**Named object pointing entries**

┌────────

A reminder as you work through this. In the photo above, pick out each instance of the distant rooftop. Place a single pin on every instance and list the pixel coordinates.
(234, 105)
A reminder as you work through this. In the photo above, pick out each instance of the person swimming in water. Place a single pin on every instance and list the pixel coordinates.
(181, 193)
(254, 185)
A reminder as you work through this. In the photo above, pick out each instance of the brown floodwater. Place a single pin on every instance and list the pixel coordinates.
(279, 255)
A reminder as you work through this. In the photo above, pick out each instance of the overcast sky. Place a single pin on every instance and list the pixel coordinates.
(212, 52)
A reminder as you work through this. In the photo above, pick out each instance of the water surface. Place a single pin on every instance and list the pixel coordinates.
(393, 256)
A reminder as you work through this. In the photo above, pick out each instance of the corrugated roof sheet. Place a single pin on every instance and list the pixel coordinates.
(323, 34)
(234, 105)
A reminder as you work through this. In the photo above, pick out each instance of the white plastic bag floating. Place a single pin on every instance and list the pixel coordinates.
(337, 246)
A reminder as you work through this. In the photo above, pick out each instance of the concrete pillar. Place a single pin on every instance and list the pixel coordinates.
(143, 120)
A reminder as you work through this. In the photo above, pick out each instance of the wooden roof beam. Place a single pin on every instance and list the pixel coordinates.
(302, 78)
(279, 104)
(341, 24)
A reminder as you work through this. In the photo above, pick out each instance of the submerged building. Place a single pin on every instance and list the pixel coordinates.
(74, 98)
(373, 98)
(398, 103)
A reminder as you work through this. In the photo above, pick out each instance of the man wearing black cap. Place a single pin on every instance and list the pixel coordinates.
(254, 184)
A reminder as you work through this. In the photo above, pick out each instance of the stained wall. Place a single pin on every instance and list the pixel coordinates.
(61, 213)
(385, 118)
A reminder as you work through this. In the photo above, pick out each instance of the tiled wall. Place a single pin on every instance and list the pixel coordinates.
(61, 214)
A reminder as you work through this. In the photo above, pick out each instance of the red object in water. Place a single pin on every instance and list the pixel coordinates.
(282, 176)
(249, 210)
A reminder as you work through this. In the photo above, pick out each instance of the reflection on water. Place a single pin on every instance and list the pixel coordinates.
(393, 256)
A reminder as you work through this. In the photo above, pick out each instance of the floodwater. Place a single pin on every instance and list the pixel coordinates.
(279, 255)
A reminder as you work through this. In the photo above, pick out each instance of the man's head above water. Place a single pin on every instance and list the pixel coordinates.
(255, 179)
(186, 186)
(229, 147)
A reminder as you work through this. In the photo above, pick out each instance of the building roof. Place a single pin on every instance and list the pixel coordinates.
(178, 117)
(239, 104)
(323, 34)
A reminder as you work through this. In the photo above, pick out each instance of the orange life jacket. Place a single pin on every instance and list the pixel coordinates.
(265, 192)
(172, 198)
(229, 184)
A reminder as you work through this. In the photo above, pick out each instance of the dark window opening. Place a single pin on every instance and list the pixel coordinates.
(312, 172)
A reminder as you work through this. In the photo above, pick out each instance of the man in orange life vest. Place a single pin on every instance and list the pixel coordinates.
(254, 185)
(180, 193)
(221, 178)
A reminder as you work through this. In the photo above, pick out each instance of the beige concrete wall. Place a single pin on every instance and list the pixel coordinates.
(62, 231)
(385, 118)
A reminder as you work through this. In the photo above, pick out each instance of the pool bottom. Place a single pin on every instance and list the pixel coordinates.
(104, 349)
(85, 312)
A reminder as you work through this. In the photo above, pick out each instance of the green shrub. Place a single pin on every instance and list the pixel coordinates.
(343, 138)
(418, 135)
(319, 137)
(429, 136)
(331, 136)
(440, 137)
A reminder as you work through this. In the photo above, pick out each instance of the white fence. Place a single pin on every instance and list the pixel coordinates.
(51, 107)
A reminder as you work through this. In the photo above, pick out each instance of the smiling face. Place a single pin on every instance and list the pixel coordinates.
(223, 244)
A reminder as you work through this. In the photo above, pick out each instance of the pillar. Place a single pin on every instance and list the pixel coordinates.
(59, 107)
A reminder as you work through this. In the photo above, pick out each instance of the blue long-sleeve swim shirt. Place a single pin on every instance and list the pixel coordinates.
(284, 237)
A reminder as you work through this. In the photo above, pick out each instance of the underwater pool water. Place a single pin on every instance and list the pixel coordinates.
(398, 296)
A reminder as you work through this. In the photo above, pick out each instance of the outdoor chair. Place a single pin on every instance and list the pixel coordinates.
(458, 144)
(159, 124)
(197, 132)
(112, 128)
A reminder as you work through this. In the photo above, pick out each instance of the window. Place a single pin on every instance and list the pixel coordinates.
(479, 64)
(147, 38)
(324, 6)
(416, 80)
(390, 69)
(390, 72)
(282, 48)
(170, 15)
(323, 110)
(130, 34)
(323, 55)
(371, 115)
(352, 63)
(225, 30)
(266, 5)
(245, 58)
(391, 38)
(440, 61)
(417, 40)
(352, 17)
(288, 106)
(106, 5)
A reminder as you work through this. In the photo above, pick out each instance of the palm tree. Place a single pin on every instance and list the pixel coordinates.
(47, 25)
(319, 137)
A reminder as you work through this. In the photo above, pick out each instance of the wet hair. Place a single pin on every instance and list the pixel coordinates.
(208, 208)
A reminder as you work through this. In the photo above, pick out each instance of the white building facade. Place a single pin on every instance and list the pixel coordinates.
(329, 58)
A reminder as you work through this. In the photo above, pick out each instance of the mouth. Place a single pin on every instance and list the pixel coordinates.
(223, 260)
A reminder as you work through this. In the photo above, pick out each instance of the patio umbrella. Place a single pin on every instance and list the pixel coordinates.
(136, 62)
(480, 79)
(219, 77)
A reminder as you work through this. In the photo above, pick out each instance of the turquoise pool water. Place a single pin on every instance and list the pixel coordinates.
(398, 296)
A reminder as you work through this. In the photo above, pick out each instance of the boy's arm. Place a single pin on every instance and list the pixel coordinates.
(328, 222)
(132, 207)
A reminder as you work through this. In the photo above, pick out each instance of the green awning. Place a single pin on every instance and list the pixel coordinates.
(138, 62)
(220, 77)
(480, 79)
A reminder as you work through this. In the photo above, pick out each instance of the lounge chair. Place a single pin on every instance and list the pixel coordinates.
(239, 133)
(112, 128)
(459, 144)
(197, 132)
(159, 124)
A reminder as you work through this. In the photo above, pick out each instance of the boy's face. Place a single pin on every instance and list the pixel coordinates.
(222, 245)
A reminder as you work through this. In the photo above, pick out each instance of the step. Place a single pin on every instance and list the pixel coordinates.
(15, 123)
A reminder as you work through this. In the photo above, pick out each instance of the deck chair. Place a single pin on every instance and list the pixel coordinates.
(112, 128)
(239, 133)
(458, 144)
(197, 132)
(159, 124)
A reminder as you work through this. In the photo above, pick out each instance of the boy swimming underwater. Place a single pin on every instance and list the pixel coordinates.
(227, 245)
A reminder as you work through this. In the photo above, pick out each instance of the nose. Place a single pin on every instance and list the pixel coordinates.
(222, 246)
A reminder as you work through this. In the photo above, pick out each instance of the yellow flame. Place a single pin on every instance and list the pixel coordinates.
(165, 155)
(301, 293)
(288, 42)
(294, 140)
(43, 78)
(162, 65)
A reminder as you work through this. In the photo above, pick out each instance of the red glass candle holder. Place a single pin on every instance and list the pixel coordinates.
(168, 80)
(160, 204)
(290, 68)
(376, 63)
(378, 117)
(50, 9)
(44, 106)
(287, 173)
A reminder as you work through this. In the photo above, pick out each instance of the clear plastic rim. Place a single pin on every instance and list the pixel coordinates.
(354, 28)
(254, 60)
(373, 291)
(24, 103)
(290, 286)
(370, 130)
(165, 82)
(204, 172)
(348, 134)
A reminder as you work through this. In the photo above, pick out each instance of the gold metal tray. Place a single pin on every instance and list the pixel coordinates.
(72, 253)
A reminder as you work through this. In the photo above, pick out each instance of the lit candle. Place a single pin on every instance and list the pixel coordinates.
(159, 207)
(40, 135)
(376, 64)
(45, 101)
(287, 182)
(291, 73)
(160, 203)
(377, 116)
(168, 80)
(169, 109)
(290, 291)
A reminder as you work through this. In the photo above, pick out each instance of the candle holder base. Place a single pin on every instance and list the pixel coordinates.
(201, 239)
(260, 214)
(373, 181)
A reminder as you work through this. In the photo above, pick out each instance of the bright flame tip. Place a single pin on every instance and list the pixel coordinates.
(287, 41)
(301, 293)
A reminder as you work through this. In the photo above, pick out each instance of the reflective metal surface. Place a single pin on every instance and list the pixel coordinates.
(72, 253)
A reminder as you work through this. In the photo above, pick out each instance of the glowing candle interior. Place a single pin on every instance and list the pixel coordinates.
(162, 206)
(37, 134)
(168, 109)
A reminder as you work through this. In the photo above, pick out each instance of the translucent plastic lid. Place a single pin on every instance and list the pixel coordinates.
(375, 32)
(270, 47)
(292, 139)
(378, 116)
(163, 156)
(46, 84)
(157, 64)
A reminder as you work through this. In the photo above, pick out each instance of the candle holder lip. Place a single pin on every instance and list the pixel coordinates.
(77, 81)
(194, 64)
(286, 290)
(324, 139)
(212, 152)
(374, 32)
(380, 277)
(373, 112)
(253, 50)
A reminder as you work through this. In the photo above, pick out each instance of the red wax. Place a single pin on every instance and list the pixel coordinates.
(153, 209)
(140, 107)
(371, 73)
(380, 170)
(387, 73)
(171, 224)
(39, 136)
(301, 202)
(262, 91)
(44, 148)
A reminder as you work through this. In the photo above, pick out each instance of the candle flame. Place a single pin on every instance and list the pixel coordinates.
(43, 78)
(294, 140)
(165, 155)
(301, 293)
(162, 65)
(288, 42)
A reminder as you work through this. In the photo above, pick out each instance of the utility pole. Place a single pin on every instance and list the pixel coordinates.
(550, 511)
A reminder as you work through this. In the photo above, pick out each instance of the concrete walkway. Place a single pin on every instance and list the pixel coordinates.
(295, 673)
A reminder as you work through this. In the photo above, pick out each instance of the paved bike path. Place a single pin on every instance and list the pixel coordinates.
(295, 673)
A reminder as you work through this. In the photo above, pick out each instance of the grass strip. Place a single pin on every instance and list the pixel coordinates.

└────────

**WHAT YOU HAVE TO DO**
The lines to quote run from the one containing "of the translucent" through the final line of the material above; please give them exactly, both ends included, and nothing else.

**WRITTEN RESPONSE**
A reminder as you work through this. In the photo above, pick out each instance of the translucent plastic lid. Place a single pin on every instance and list the pixel coordinates.
(375, 32)
(270, 47)
(292, 139)
(378, 116)
(163, 156)
(46, 84)
(157, 64)
A reminder as you work through this. In the photo above, pick out each instance of the candle holder lip. Place a single pin on every instance and list the pixel coordinates.
(77, 81)
(194, 64)
(286, 290)
(324, 139)
(212, 152)
(374, 32)
(380, 277)
(373, 112)
(253, 50)
A reminder as you work through this. In the photo above, pick out each instance of the red wax. Place a single pin on every instance and list the pixel coordinates.
(153, 209)
(140, 107)
(371, 73)
(380, 170)
(387, 73)
(171, 224)
(39, 136)
(301, 202)
(262, 91)
(44, 148)
A reminder as you work through this. In the photo above, pick out each instance of the candle flame. Place a single pin on every instance and list the pixel coordinates.
(43, 78)
(294, 140)
(165, 155)
(301, 293)
(162, 65)
(288, 42)
A reminder as you work through this. In the photo above, pick out each instance of the utility pole. Place a single pin on every instance and list the pixel coordinates.
(550, 511)
A reminder as you work through this. In the photo above, pick out each instance of the concrete walkway. Place a single pin on every instance and list the pixel coordinates.
(295, 673)
A reminder as you work through this. In the photo above, pick out each instance of the paved bike path. Place a single pin on every instance and list the pixel coordinates.
(295, 673)
A reminder as you work through this. In the photo above, pick out each instance of the grass strip. Place a single pin on every instance and list the pixel coordinates.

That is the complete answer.